--- start READING PASSAGE ---
Hi Vincent,
PTM and ETMv4 support what is called program flow trace - where trace elements (E/N atoms) are only output on potential changes in program flow - primarily branch instructions - unlike ETMV3.x which outputs an atom per instruction. This does not mean that the intermediate instructions have not been traced / execute, its just the execution is implied rather than explicitly stated.
Looking at the first few packets:
ADDRESS AND CONTEXT: addr = 0xffffff80080fbfc4 EL = 0x1 SF = 0x1 NS = NON_SECURE V = 0x0 VMID = 0x0 CONTEXT_ID = 0x0 <00f4:85 71 5f 0f 08 80 ff ff ff 31 >
This is the start address of the traced section of the program
ATOM packet format 2: ATOMS: N, E, <00fe:da >
These are a couple of branch elements - one branch not taken, one branch taken
The decoder will then get the program image for the code loaded at 0xffffff80080fbfc4 and examine consecutive opcodes till one matches a branch instruction (or other program flow element)
<dequeue_entity+0xa94> ffffff80080fbfc4: b9401b40 ffffff80080fbfc8: 8b204301 ffffff80080fbfcc: f10ffc3f N ffffff80080fbfd0: 54002028 b.hi ffffff80080fc3d4 <dequeue_entity+0xea4>
Here the decoder walks four instructions and finds the B.HI instruction, which it associates the N atom with. This it can disassemble to calculate the direct target address, so this address is not output in the trace.
--- end READING PASSAGE ---
:: TASK PROMPT ::
Reproduce the stretch of the program flow trace explanation from "Looking at the" through "program flow element)". Answer using only the program flow trace explanation.
--- start EXTRACTED DATA ---
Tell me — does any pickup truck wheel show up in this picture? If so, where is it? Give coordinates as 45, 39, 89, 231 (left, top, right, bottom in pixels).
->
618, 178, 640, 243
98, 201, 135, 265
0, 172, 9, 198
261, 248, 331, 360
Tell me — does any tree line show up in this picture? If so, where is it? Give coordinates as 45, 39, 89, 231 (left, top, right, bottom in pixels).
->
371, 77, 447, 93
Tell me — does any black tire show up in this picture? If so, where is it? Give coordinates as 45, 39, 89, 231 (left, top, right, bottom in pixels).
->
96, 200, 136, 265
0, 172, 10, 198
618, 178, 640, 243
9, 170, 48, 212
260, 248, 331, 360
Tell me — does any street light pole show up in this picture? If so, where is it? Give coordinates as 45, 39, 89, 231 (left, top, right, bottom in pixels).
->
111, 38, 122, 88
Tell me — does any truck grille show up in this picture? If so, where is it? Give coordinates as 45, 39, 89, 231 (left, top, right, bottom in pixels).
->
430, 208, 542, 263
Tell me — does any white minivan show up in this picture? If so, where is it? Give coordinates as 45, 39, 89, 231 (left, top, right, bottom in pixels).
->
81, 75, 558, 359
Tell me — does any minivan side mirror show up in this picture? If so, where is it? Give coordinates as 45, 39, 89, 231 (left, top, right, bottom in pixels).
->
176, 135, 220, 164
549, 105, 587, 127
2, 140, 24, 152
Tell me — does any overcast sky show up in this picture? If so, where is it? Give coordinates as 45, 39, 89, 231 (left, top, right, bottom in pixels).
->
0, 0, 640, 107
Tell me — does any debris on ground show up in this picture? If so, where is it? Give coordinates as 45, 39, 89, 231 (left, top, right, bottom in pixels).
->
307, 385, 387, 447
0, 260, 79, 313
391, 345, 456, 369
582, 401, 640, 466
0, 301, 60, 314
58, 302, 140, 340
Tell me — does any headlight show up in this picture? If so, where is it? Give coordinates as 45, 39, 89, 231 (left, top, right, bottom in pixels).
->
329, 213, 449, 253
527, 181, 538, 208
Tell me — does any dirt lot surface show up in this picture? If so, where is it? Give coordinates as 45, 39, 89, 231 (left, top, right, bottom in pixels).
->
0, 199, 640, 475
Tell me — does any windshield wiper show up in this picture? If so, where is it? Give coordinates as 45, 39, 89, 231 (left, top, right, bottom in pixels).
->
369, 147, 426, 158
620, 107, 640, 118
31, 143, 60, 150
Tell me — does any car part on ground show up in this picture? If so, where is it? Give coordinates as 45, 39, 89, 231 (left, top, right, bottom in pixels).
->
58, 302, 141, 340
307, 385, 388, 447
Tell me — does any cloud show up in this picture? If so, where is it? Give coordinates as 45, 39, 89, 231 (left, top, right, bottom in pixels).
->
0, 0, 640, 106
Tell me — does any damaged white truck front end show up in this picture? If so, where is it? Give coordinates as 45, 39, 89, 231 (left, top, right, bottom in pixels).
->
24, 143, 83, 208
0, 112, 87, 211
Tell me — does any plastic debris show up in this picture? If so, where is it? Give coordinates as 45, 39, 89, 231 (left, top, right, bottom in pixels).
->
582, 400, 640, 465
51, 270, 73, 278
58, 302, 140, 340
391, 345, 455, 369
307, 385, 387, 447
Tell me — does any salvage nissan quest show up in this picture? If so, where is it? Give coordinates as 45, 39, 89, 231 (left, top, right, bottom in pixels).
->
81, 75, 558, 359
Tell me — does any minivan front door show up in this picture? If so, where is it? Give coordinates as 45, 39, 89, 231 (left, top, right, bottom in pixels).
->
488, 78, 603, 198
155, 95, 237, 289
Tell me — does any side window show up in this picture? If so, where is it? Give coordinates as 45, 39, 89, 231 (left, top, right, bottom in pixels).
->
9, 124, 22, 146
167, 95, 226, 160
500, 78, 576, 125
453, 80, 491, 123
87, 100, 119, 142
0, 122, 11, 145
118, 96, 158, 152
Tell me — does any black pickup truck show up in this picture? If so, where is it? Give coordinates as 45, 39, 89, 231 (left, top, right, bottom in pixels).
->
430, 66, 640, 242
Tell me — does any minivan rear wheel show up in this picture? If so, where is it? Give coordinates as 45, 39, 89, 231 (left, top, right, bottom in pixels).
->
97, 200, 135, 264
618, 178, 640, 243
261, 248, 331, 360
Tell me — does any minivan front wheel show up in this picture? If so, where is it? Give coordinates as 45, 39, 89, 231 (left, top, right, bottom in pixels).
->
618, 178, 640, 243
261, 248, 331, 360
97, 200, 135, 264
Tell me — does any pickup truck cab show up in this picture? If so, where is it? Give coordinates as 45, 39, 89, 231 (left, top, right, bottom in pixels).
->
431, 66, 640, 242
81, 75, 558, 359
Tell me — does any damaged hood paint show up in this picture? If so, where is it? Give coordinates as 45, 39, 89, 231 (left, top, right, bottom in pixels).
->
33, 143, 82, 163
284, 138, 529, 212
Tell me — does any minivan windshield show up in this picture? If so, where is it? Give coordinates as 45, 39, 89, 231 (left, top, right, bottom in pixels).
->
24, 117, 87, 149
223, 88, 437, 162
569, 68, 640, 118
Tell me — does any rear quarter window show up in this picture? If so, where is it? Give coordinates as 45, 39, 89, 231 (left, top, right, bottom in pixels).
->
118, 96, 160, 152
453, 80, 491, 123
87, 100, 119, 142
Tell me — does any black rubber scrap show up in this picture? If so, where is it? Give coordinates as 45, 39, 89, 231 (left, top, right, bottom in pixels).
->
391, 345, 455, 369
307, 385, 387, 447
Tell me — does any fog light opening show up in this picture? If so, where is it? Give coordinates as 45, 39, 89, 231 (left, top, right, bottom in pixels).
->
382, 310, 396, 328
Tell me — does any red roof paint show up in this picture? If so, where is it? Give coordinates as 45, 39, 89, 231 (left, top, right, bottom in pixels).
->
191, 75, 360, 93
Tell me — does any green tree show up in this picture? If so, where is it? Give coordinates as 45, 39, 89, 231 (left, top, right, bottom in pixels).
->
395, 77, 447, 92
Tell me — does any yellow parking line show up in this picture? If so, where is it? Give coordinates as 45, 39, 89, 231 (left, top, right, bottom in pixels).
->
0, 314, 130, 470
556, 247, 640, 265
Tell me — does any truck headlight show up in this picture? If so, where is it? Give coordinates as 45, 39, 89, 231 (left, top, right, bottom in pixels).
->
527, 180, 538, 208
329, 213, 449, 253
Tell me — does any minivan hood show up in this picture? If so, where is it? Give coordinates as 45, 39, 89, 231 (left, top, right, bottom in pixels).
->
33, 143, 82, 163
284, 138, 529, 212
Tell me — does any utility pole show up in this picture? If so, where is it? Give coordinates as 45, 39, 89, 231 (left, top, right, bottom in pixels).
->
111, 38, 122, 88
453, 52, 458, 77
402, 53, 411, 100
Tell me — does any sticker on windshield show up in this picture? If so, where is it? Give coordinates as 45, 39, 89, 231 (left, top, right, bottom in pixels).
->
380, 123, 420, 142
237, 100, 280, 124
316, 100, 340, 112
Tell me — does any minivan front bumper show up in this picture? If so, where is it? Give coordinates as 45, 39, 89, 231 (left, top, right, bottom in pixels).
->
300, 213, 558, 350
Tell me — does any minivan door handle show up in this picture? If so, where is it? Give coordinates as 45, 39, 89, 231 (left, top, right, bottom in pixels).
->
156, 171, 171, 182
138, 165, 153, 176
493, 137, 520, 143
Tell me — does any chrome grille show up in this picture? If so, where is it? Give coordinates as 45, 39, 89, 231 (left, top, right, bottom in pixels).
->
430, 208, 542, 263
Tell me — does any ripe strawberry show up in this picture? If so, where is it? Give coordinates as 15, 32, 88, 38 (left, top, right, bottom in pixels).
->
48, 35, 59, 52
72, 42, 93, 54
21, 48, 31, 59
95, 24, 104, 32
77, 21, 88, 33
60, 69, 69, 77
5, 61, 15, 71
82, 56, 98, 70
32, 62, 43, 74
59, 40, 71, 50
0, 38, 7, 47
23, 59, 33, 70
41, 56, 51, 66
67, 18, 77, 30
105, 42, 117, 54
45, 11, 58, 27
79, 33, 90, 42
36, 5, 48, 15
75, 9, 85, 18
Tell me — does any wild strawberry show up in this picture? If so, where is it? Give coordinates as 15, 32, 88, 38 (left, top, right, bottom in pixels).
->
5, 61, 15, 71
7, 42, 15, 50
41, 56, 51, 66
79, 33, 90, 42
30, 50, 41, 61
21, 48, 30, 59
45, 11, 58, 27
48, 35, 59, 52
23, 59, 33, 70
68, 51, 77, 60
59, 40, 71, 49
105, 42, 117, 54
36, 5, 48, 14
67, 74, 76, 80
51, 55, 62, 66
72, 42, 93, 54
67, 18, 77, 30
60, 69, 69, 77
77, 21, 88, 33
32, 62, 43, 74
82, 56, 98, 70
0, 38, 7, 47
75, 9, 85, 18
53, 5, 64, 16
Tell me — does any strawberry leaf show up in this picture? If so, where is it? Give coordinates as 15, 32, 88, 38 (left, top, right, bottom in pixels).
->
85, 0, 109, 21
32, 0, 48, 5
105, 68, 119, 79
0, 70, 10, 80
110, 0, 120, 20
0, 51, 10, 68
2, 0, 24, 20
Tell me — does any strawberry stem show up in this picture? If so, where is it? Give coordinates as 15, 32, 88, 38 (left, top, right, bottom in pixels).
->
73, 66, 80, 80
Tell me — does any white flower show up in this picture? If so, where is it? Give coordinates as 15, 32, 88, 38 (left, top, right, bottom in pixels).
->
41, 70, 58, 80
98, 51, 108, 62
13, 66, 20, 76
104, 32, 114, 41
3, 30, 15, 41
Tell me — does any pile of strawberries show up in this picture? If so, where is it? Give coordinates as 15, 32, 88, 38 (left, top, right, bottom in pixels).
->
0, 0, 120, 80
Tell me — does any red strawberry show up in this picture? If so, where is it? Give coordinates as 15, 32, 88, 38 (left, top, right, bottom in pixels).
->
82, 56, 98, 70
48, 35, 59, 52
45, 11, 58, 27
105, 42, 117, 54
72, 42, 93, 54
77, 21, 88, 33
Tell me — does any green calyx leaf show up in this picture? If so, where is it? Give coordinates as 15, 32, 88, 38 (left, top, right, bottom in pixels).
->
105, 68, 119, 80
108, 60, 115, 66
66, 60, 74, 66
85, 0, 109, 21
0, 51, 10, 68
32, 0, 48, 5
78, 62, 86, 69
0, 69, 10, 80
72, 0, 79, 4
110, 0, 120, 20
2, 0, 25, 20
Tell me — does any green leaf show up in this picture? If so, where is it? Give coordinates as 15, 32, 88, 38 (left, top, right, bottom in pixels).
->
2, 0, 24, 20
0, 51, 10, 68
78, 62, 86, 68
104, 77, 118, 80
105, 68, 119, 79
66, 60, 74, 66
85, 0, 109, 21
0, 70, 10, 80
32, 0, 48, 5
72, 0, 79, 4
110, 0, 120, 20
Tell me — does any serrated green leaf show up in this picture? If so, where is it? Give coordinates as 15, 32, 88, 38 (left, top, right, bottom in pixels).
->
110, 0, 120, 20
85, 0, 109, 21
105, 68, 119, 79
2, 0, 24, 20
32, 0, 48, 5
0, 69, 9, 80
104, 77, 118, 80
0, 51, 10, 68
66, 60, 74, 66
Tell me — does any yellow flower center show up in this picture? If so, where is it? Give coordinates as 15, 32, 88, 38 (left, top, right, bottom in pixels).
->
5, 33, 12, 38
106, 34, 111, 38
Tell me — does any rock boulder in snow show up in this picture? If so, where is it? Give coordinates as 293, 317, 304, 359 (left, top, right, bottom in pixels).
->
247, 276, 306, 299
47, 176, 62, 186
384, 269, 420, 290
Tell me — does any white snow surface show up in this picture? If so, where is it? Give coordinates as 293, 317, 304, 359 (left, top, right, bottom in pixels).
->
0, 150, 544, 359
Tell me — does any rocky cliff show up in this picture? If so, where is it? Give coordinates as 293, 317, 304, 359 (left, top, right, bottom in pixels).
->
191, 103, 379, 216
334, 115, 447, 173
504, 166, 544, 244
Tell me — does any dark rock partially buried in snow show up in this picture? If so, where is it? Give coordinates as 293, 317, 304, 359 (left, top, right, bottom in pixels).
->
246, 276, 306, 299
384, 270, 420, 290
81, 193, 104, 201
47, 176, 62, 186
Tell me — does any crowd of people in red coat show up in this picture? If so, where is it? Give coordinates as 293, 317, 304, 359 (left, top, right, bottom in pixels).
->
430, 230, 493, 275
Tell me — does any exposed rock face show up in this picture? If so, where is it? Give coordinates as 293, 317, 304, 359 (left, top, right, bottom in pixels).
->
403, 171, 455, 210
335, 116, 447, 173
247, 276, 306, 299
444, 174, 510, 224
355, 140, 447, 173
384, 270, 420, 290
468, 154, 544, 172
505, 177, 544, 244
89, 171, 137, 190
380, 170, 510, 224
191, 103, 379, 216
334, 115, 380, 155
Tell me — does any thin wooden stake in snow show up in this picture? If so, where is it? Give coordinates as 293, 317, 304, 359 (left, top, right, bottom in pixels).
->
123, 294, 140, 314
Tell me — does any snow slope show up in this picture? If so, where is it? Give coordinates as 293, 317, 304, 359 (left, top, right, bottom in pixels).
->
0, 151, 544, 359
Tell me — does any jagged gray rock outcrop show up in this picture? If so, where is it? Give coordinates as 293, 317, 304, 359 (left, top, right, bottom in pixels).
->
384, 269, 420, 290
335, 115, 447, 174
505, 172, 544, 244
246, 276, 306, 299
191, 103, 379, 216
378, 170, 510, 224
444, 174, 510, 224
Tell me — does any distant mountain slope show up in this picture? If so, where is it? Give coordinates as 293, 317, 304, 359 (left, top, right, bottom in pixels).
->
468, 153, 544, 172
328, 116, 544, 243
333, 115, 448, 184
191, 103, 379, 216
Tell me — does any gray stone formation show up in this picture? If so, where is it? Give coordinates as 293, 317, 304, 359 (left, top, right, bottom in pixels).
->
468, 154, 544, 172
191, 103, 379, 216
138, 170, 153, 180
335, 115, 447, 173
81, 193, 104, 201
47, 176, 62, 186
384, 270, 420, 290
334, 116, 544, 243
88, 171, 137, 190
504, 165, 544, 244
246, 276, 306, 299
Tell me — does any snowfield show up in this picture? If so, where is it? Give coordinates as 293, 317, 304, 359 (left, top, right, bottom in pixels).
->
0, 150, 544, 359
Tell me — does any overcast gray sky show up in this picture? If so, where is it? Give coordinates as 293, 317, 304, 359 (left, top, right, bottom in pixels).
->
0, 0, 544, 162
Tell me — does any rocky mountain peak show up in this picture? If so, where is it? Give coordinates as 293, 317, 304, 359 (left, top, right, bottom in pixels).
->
--- end EXTRACTED DATA ---
:: COMPLETE ANSWER ::
Looking at the first few packets:
ADDRESS AND CONTEXT: addr = 0xffffff80080fbfc4 EL = 0x1 SF = 0x1 NS = NON_SECURE V = 0x0 VMID = 0x0 CONTEXT_ID = 0x0 <00f4:85 71 5f 0f 08 80 ff ff ff 31 >
This is the start address of the traced section of the program
ATOM packet format 2: ATOMS: N, E, <00fe:da >
These are a couple of branch elements - one branch not taken, one branch taken
The decoder will then get the program image for the code loaded at 0xffffff80080fbfc4 and examine consecutive opcodes till one matches a branch instruction (or other program flow element)